___ Exercise input
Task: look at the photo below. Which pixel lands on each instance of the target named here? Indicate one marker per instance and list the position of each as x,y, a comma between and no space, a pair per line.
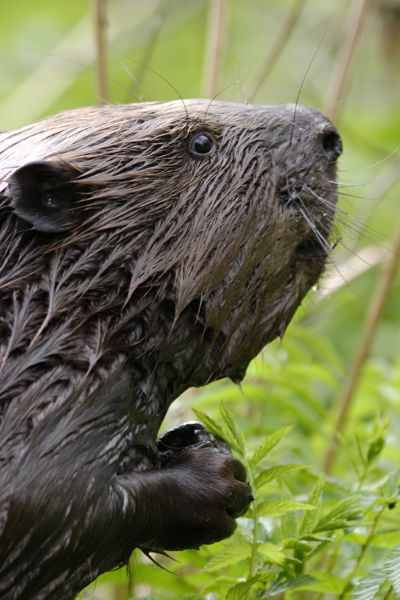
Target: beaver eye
201,144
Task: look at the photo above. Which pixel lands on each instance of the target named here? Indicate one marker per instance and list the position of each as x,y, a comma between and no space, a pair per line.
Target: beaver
145,248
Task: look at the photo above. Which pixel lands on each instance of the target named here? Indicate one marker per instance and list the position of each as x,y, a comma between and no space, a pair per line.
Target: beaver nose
330,141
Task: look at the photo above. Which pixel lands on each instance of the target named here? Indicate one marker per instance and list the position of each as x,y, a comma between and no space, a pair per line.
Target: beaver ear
44,195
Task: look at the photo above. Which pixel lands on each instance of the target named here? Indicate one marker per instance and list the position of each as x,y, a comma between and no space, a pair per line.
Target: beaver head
145,248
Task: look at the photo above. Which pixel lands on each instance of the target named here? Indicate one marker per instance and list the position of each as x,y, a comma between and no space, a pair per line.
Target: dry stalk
100,30
374,313
276,50
341,72
216,31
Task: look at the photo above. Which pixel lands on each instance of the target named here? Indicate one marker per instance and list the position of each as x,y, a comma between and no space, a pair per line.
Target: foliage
305,535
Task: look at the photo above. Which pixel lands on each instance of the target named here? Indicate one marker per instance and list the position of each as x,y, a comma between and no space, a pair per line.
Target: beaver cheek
43,195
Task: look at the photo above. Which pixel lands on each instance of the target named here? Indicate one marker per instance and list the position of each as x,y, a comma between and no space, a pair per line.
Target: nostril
331,142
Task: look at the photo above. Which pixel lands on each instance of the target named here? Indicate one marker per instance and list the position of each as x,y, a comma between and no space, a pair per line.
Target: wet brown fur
164,270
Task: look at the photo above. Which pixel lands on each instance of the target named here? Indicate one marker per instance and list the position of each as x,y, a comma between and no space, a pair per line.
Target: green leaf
310,519
271,553
274,473
392,568
341,515
280,586
239,591
231,433
231,552
269,444
273,508
211,425
368,587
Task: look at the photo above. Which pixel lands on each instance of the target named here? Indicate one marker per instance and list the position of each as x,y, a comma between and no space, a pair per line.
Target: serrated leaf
231,553
340,516
310,519
368,587
274,508
274,473
231,433
269,444
289,525
271,553
239,591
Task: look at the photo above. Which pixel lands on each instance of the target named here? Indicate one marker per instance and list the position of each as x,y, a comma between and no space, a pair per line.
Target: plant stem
374,313
276,50
364,549
216,30
157,24
252,563
100,29
340,78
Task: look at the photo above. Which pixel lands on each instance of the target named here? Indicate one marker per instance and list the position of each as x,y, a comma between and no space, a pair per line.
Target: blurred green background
158,50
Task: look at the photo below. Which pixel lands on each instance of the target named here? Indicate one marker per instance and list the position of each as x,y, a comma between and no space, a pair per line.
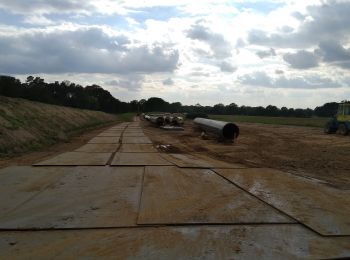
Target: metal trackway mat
98,148
198,242
126,159
136,140
85,197
104,140
137,148
19,184
182,196
190,161
323,209
76,159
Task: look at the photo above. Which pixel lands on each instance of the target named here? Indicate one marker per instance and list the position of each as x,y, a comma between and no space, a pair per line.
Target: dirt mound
27,125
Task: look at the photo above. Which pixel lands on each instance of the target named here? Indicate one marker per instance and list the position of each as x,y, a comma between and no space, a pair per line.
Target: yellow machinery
341,121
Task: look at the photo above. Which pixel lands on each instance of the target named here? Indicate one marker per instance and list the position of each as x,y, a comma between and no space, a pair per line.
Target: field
305,151
294,121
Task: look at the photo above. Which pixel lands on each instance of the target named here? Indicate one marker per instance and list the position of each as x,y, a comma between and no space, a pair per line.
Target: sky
292,53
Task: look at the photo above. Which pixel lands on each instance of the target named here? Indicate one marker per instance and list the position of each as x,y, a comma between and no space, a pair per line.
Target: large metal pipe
158,120
177,120
223,129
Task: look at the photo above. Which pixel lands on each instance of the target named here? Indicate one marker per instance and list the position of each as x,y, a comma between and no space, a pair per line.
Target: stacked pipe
164,119
222,129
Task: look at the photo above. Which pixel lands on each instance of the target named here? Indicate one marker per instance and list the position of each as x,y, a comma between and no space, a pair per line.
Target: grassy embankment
294,121
27,126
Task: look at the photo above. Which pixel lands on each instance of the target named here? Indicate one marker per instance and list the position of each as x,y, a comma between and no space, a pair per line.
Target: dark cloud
81,51
260,78
227,67
266,53
321,23
302,59
168,82
220,47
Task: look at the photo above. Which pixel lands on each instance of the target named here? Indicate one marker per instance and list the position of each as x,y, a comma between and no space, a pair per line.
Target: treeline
63,93
94,97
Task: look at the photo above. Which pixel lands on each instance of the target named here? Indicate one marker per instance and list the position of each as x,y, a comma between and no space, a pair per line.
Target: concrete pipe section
224,130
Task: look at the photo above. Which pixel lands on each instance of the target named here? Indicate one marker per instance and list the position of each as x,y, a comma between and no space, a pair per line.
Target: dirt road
300,150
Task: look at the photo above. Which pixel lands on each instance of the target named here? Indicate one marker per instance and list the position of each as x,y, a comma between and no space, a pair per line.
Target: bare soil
302,151
71,144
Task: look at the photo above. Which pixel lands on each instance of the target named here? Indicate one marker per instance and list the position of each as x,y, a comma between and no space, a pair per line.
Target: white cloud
144,47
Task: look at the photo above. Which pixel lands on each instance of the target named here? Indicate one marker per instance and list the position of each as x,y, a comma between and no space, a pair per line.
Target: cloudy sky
292,53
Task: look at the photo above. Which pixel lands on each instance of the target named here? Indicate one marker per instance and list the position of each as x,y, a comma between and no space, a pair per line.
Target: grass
126,117
294,121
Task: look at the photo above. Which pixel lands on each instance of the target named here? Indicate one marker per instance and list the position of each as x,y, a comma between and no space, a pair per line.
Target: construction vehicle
340,123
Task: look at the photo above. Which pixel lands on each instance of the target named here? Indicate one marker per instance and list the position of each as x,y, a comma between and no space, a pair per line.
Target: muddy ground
300,150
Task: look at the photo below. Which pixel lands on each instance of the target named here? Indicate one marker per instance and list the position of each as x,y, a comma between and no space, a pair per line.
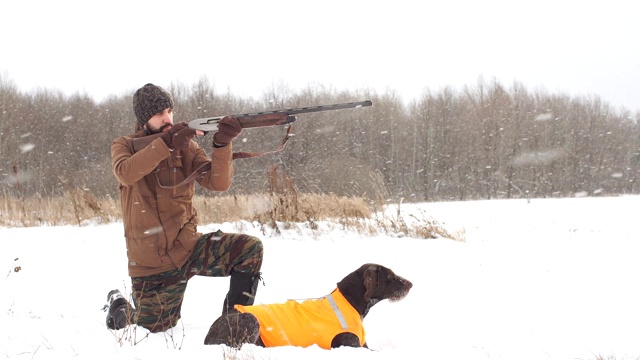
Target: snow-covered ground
539,279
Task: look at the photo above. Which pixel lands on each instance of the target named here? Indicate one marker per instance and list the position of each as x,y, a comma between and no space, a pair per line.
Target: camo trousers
158,298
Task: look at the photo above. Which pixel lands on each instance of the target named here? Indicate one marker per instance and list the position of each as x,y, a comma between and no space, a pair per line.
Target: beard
159,130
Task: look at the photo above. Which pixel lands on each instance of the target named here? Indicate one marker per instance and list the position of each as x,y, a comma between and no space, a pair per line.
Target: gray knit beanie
150,100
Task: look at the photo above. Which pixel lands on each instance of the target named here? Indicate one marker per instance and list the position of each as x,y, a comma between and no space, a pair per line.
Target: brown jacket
159,220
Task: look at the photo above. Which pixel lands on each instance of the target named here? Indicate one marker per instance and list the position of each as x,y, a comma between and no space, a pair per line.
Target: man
164,249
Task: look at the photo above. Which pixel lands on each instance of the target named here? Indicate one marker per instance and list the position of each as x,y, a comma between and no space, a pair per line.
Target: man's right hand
179,136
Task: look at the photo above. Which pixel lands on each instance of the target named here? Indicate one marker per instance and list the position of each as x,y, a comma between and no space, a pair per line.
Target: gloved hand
228,129
179,136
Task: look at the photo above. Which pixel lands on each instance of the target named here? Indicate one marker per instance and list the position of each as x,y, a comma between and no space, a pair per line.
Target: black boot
242,290
120,311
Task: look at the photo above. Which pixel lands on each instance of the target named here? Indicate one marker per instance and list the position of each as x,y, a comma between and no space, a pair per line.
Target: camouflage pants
158,298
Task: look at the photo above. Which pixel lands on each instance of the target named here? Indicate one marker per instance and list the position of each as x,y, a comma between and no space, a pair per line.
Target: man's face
160,122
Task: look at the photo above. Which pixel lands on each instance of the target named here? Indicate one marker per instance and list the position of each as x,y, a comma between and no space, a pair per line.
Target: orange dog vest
313,321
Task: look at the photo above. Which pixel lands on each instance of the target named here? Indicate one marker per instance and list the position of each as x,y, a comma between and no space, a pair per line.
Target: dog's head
372,283
382,283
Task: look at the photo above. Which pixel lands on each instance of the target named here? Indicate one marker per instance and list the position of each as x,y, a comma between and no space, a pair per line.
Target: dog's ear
370,280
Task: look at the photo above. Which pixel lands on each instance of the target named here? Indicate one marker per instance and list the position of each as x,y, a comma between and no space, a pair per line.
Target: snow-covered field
545,279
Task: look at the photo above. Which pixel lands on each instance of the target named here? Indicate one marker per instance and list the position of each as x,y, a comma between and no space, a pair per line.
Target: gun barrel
275,117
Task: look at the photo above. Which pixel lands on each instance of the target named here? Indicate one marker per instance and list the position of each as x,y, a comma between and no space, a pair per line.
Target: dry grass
279,207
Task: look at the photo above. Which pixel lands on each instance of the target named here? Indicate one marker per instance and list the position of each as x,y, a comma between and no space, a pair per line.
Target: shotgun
253,120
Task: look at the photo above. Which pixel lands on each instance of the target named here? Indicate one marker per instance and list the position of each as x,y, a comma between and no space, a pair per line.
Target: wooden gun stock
142,142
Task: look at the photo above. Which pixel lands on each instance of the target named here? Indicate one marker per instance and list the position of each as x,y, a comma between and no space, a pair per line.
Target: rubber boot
242,291
120,311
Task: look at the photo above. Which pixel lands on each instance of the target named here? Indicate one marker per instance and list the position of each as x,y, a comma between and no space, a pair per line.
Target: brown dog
______
[Work instruction]
After locating the line with "Target: dry grass", please repeat it and every line after it exactly, through the end of the data above.

[Finished task]
Target: dry grass
279,207
Task: look at the photo above. Which pixel lands on each instance of the target named here? Indicate one marker per instance and list the position of each as x,y, a comma between and no space, a pair per line.
Target: shotgun
253,120
Task: look at the photo above. Which pixel lands on each instance of the target named here? Indicate one marker per instance and list the position of each as x,y, a comma between and no space, a pair per line.
Target: wooden gun stock
142,142
Task: look at the photo above. Which pixel lands on each instance of the target named here? Indicate one marker per instance and list the position of each as x,y, a comma between and no space, a pair per line.
Target: rubber boot
242,291
120,311
Task: look at the photo above. Which pixel lands on each instance of the target named here? Indicate one marker per instance and list the position of each as x,y, a comma between and no space, a pair per line.
Target: brown dog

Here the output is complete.